Passage shown:
------------------------------------------------

You could also deploy the model without creating an archive and uploading it to s3 with the following snippet

from sagemaker.huggingface import HuggingFaceModel
import boto3

iam_client = boto3.client('iam')
role = iam_client.get_role(RoleName='{IAM_ROLE_WITH_SAGEMAKER_PERMISSIONS}')['Role']['Arn']
# Hub Model configuration. https://huggingface.co/models
hub = {
    'HF_MODEL_ID':'sshleifer/distilbart-cnn-12-6',
    'HF_TASK':'summarization'
}

# create Hugging Face Model Class
huggingface_model = HuggingFaceModel(
    transformers_version='4.6.1',
    pytorch_version='1.7.1',
    py_version='py36',
    env=hub,
    role=role, 
)

# deploy model to SageMaker Inference
predictor = huggingface_model.deploy(
    initial_instance_count=1, # number of instances
    instance_type='ml.m5.xlarge' # ec2 instance type
)

predictor.predict({
    'inputs': "The tower is 324 metres (1,063 ft) tall, about the same height as an 81-storey building, and the tallest structure in Paris. Its base is square, measuring 125 metres (410 ft) on each side. During its construction, the Eiffel Tower surpassed the Washington Monument to become the tallest man-made structure in the world, a title it held for 41 years until the Chrysler Building in New York City was finished in 1930. It was the first structure to reach a height of 300 metres. Due to the addition of a broadcasting aerial at the top of the tower in 1957, it is now taller than the Chrysler Building by 5.2 metres (17 ft). Excluding transmitters, the Eiffel Tower is the second tallest free-standing structure in France after the Millau Viaduct."
})

ZayTheory commented 3 years ago

Thank you for your tips! I followed your steps and it uploaded great but now I have ran into a new issue! I think the issue previously was that I was compressing the folder and not each individual file. That was causing directory problems. However, now my model works on aws, but it is not utilitzing the GPUs. The CPU takes a long time to generate summaries so a GPU-based inference is necessary. (Its the difference between 1 second and 16 seconds per inference) My goal is to create a custom inference.py file to truncate the inputs at the endpoint so I don't result in a CUDA assert trigger given too large of an input. Here is my inference.py file:

What edits should I make to this code to detect and utilize the GPU on my aws instance?

------------------------------------------------

Problems:
A. Rewrite the SageMaker thread from the words "You could also" through "iam_client = boto3.client('iam')", putting "tarball" in place of "archive".
B. Continue the SageMaker thread from its final sentence.

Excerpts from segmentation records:
------------------------------------------------

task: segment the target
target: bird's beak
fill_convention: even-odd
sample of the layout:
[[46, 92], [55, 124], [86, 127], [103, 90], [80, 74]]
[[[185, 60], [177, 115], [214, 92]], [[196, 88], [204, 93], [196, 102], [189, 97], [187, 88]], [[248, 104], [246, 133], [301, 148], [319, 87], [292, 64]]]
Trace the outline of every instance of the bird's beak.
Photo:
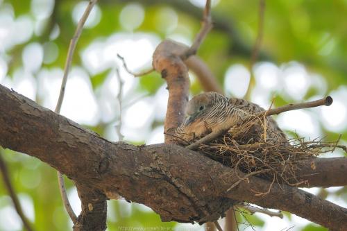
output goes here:
[[184, 125], [185, 126], [187, 126], [192, 123], [194, 120], [195, 120], [195, 116], [194, 115], [191, 115], [188, 116], [187, 118], [185, 118], [185, 120], [184, 121]]

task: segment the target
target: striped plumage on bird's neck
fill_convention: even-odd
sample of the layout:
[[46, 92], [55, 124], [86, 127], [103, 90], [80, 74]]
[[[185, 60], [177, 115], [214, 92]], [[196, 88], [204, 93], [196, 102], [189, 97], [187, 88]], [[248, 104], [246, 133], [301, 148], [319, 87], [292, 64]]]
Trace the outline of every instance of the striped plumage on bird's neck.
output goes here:
[[[184, 141], [183, 143], [190, 144], [215, 130], [231, 127], [229, 132], [235, 133], [237, 132], [235, 129], [251, 119], [252, 115], [262, 111], [264, 108], [245, 99], [228, 99], [216, 92], [203, 93], [188, 102], [185, 119], [176, 130], [175, 135]], [[273, 119], [255, 119], [249, 132], [244, 134], [242, 143], [251, 139], [258, 142], [264, 138], [264, 134], [266, 142], [287, 142], [285, 135]]]

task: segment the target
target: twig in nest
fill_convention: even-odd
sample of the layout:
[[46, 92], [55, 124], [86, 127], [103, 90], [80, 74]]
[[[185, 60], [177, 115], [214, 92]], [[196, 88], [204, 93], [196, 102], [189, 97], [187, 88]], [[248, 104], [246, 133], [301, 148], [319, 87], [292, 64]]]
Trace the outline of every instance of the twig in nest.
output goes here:
[[247, 180], [248, 178], [249, 178], [250, 176], [257, 175], [259, 173], [262, 173], [266, 171], [267, 171], [266, 170], [260, 170], [260, 171], [253, 171], [251, 173], [246, 174], [244, 177], [240, 178], [239, 180], [232, 184], [232, 185], [231, 185], [230, 187], [226, 190], [226, 192], [228, 192], [229, 191], [230, 191], [231, 189], [239, 185], [239, 184], [241, 183], [242, 181]]
[[206, 5], [203, 12], [203, 26], [199, 33], [195, 37], [193, 44], [180, 55], [183, 60], [194, 55], [196, 53], [198, 49], [206, 37], [206, 35], [212, 28], [212, 22], [211, 17], [211, 0], [206, 0]]
[[[62, 104], [62, 101], [64, 99], [64, 94], [65, 93], [65, 87], [67, 81], [67, 76], [70, 70], [71, 64], [72, 62], [72, 58], [74, 56], [74, 53], [75, 52], [76, 45], [77, 41], [80, 38], [81, 34], [82, 33], [82, 30], [83, 26], [88, 18], [88, 16], [93, 8], [93, 6], [96, 3], [97, 0], [90, 0], [88, 6], [87, 6], [83, 15], [81, 18], [80, 21], [77, 24], [77, 28], [76, 28], [75, 34], [71, 40], [70, 45], [69, 46], [69, 50], [67, 51], [67, 58], [65, 62], [65, 67], [64, 69], [64, 76], [62, 78], [62, 85], [60, 87], [60, 92], [59, 93], [59, 99], [58, 99], [57, 105], [56, 106], [55, 112], [59, 114], [60, 112], [60, 109]], [[69, 216], [70, 216], [72, 222], [76, 223], [77, 222], [77, 216], [76, 216], [74, 210], [72, 209], [70, 203], [69, 202], [69, 198], [66, 193], [65, 185], [64, 183], [64, 178], [62, 175], [58, 172], [58, 182], [59, 184], [59, 189], [60, 191], [60, 195], [64, 203], [64, 206], [67, 210]]]
[[126, 72], [128, 72], [130, 75], [133, 75], [134, 77], [142, 76], [146, 75], [148, 74], [150, 74], [151, 72], [154, 71], [154, 68], [152, 67], [149, 70], [145, 71], [143, 72], [139, 72], [139, 73], [133, 72], [128, 68], [128, 66], [126, 65], [126, 60], [124, 60], [124, 58], [123, 56], [121, 56], [121, 55], [117, 53], [117, 57], [118, 57], [118, 58], [120, 59], [121, 60], [121, 62], [123, 62], [123, 67], [124, 67], [124, 69], [126, 69]]
[[221, 228], [221, 225], [219, 225], [218, 221], [214, 221], [213, 223], [214, 224], [214, 226], [216, 226], [218, 231], [223, 231], [223, 229]]
[[[298, 109], [302, 109], [302, 108], [314, 108], [314, 107], [318, 107], [318, 106], [321, 106], [321, 105], [325, 105], [325, 106], [330, 106], [332, 103], [332, 99], [330, 96], [326, 96], [324, 99], [314, 101], [310, 101], [310, 102], [306, 102], [306, 103], [291, 103], [288, 104], [285, 106], [283, 107], [280, 107], [278, 108], [274, 108], [274, 109], [270, 109], [266, 111], [264, 111], [262, 112], [257, 113], [254, 114], [254, 117], [262, 117], [264, 114], [266, 114], [266, 117], [273, 115], [273, 114], [278, 114], [284, 112], [287, 112], [290, 110], [298, 110]], [[189, 144], [187, 146], [186, 148], [188, 149], [194, 150], [195, 148], [198, 148], [200, 145], [203, 144], [206, 144], [208, 143], [214, 139], [215, 139], [217, 137], [219, 137], [220, 135], [223, 135], [223, 133], [226, 132], [229, 129], [230, 129], [231, 126], [227, 126], [227, 129], [223, 129], [220, 130], [217, 130], [213, 132], [211, 132], [208, 134], [208, 135], [205, 136], [204, 137], [200, 139], [197, 142]]]
[[265, 0], [259, 1], [259, 19], [258, 19], [258, 34], [255, 43], [254, 44], [252, 51], [252, 56], [251, 58], [251, 69], [253, 66], [254, 62], [258, 56], [259, 50], [262, 44], [262, 40], [264, 33], [264, 12], [265, 11]]
[[[251, 205], [237, 205], [237, 208], [239, 209], [246, 209], [251, 212], [251, 214], [253, 214], [256, 212], [262, 213], [264, 214], [269, 215], [270, 216], [277, 216], [280, 219], [283, 218], [283, 214], [279, 212], [272, 212], [266, 209], [263, 209], [255, 206], [252, 206]], [[239, 211], [239, 212], [244, 212], [244, 211]]]
[[28, 231], [33, 231], [33, 230], [31, 228], [31, 226], [29, 224], [29, 221], [25, 216], [24, 213], [22, 209], [22, 207], [19, 203], [19, 200], [18, 200], [16, 193], [15, 192], [15, 189], [12, 186], [11, 182], [10, 180], [10, 177], [8, 176], [8, 170], [7, 169], [6, 164], [5, 163], [5, 161], [3, 160], [1, 155], [0, 155], [0, 171], [1, 171], [1, 175], [3, 179], [5, 187], [6, 187], [6, 189], [8, 191], [8, 194], [10, 194], [10, 197], [12, 199], [13, 205], [15, 205], [15, 208], [17, 211], [17, 213], [18, 214], [18, 215], [22, 219], [22, 221], [23, 222], [23, 225]]

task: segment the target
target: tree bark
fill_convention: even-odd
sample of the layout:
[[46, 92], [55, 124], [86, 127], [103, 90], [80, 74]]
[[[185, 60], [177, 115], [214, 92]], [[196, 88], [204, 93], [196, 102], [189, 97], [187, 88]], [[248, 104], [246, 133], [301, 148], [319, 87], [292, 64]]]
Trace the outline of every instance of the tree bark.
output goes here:
[[[0, 145], [3, 148], [37, 157], [78, 187], [87, 187], [99, 195], [112, 198], [118, 193], [144, 204], [164, 221], [215, 221], [235, 201], [244, 200], [289, 211], [333, 230], [347, 227], [347, 209], [312, 194], [274, 184], [268, 194], [256, 196], [266, 191], [271, 182], [252, 176], [226, 193], [239, 180], [235, 171], [197, 152], [172, 144], [135, 146], [108, 142], [2, 86], [0, 112]], [[317, 166], [325, 161], [316, 160]], [[346, 160], [333, 162], [341, 164]], [[316, 169], [316, 175], [310, 176], [315, 185], [325, 171]], [[301, 173], [313, 173], [307, 170]], [[338, 174], [335, 178], [341, 176], [341, 180], [330, 181], [328, 178], [332, 176], [328, 174], [322, 185], [346, 185], [342, 180], [346, 169], [335, 170]], [[241, 172], [238, 175], [245, 177]]]

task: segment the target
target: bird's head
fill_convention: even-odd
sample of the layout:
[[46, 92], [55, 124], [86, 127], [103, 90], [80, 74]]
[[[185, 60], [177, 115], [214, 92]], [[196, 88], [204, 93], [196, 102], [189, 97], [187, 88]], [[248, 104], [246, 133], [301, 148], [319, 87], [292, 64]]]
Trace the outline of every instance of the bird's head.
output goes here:
[[216, 92], [206, 92], [194, 96], [187, 105], [184, 126], [189, 126], [197, 119], [203, 119], [203, 116], [210, 111], [216, 99], [220, 96], [223, 97]]

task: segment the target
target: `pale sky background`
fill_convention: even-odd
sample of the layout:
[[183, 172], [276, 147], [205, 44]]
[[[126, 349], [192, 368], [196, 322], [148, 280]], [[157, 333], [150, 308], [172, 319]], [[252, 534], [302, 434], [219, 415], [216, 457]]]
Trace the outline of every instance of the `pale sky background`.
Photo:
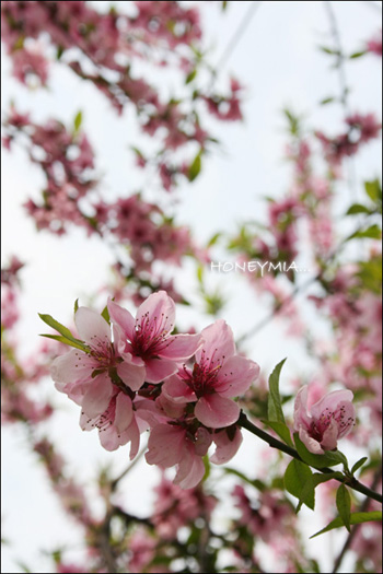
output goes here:
[[[100, 9], [109, 4], [93, 3]], [[381, 26], [381, 13], [371, 5], [373, 3], [381, 7], [381, 2], [332, 2], [346, 51], [360, 49], [363, 42], [370, 39]], [[202, 11], [206, 39], [214, 47], [211, 60], [217, 62], [248, 10], [249, 2], [230, 3], [225, 15], [221, 15], [218, 7], [211, 5], [212, 2], [206, 4]], [[222, 70], [219, 85], [221, 82], [224, 85], [230, 72], [246, 86], [245, 120], [235, 125], [211, 122], [212, 131], [222, 145], [205, 162], [200, 177], [179, 190], [177, 221], [192, 224], [197, 239], [205, 241], [218, 230], [234, 231], [236, 223], [243, 219], [260, 219], [265, 210], [263, 196], [278, 197], [287, 190], [290, 172], [282, 161], [287, 137], [280, 113], [285, 106], [305, 115], [311, 127], [321, 127], [330, 133], [341, 129], [338, 106], [317, 106], [324, 97], [339, 94], [338, 74], [330, 70], [332, 59], [317, 49], [318, 45], [333, 44], [323, 4], [315, 1], [263, 2]], [[346, 74], [351, 86], [351, 110], [379, 114], [379, 59], [371, 55], [351, 61], [346, 66]], [[83, 110], [83, 127], [95, 149], [98, 169], [105, 174], [104, 186], [109, 197], [134, 192], [141, 184], [140, 174], [132, 167], [132, 157], [128, 152], [128, 145], [137, 144], [137, 129], [130, 108], [118, 118], [93, 86], [60, 67], [51, 70], [49, 91], [28, 92], [10, 79], [7, 57], [3, 58], [2, 79], [3, 110], [13, 98], [20, 110], [31, 110], [36, 120], [54, 116], [67, 125], [79, 109]], [[69, 323], [73, 301], [80, 297], [80, 302], [84, 303], [88, 294], [105, 283], [107, 263], [113, 261], [113, 255], [97, 238], [86, 238], [81, 230], [74, 229], [63, 238], [48, 233], [36, 234], [21, 204], [27, 197], [38, 197], [42, 176], [16, 145], [12, 154], [2, 153], [2, 257], [5, 263], [8, 257], [15, 254], [27, 263], [21, 273], [23, 319], [19, 327], [20, 347], [27, 355], [38, 344], [37, 335], [44, 332], [37, 313], [49, 313], [61, 323]], [[355, 199], [362, 199], [363, 179], [380, 175], [380, 143], [368, 145], [358, 155]], [[339, 186], [336, 206], [339, 215], [349, 202], [347, 186]], [[187, 266], [179, 274], [177, 284], [185, 295], [193, 298], [196, 284], [190, 280], [190, 272], [192, 268]], [[267, 309], [264, 302], [243, 279], [228, 274], [211, 277], [209, 281], [219, 284], [231, 301], [222, 317], [236, 337], [265, 316]], [[189, 309], [181, 309], [178, 318], [181, 326], [185, 327], [194, 323], [202, 328], [211, 323], [210, 318]], [[321, 328], [325, 333], [325, 328]], [[264, 329], [247, 343], [246, 350], [267, 374], [276, 363], [288, 356], [282, 377], [285, 383], [294, 374], [310, 374], [313, 366], [302, 358], [300, 344], [286, 337], [286, 328], [280, 323]], [[81, 432], [78, 407], [55, 391], [50, 380], [46, 380], [44, 393], [53, 397], [58, 406], [57, 413], [45, 430], [81, 480], [85, 482], [94, 477], [94, 468], [101, 462], [111, 464], [116, 475], [126, 467], [128, 447], [106, 453], [101, 448], [95, 432]], [[2, 571], [22, 572], [16, 564], [20, 560], [33, 571], [49, 572], [50, 562], [42, 551], [68, 546], [76, 555], [80, 550], [78, 529], [51, 494], [44, 469], [28, 452], [23, 429], [4, 427], [2, 447], [2, 528], [3, 537], [11, 542], [3, 547]], [[230, 465], [249, 476], [265, 472], [258, 447], [259, 442], [255, 437], [246, 436], [244, 446]], [[353, 457], [355, 454], [351, 454], [352, 461]], [[144, 516], [150, 512], [151, 487], [158, 478], [156, 469], [146, 462], [139, 464], [123, 483], [120, 504]], [[90, 492], [92, 488], [89, 487]], [[222, 481], [223, 492], [230, 492], [231, 488], [231, 481]], [[231, 512], [230, 506], [223, 507], [223, 512]], [[310, 520], [305, 535], [324, 526], [310, 511], [305, 516]], [[222, 529], [224, 519], [222, 515]], [[307, 543], [312, 555], [321, 558], [323, 572], [329, 567], [344, 538], [344, 532], [334, 537], [326, 535], [320, 541], [315, 539]], [[347, 569], [345, 561], [341, 572], [347, 572]]]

------------------------------------------------

Answers to the problems:
A.
You could also deploy the model without creating an tarball and uploading it to s3 with the following snippet

from sagemaker.huggingface import HuggingFaceModel
import boto3

iam_client = boto3.client('iam')

B.
I also thought that I should just not make a custom load function given that it seems the default load function takes care of hooking up the GPU alrady:

but the problem I'm running into is figuring out how to access the tokenizer in either a custom predict_fn() or preprocess_fn()

Thanks so much for your help! without you I would have been stuck for another week!

philschmid commented 3 years ago

Hey @ZayTheory,

I tried to extract your questions and answer them independently:

Putting a Model in GPU:

When you use from_pretrained to need to put the model as you normally would do on the GPU, you can look at this forum post https://discuss.huggingface.co/t/is-transformers-using-gpu-by-default/8500
the inference toolkit has a utils method in transofrmers_utils.py called _is_gpu_available, which you could use to detect if the code is running on a GPU. https://github.com/aws/sagemaker-huggingface-inference-toolkit/blob/ca724995f11b58713efdc76b25b873ab1bff0ea8/src/sagemaker_huggingface_inference_toolkit/transformers_utils.py#L93

Truncate input:

Do don't need to create a custom infernece.py to truncate you could add the parameters key into your request json, like that. All of the parameters are passed into the pipeline running in the inference toolkit.

predictor.predict({
    "inputs": long_input,
    "parameters": {
        "truncation":True
    }
})

if you still want to write your custom infernece.py I would recommend only to override the predict function and truncate the input there. The load() returns a transformers.pipeline and you can access the tokenizers of it with model.tokenizers.

P.S. You can also use the parameters to control, e.g. max_length.

miniweeds commented 2 years ago

My case is a bit different. I've a boto3 client to invoke the endpoint.

client = boto3.client('sagemaker-runtime')

I tried to add truncation parameter in the request. It didn't work.

request- s = {"inputs": long_sentences, "parameters": {"truncation":True}} b = json.dumps(s).encode('utf-8') payload = b

content_type = "application/json"

response = client.invoke_endpoint( EndpointName=endpoint_name, ContentType=content_type, Accept=accept, Body=payload,
)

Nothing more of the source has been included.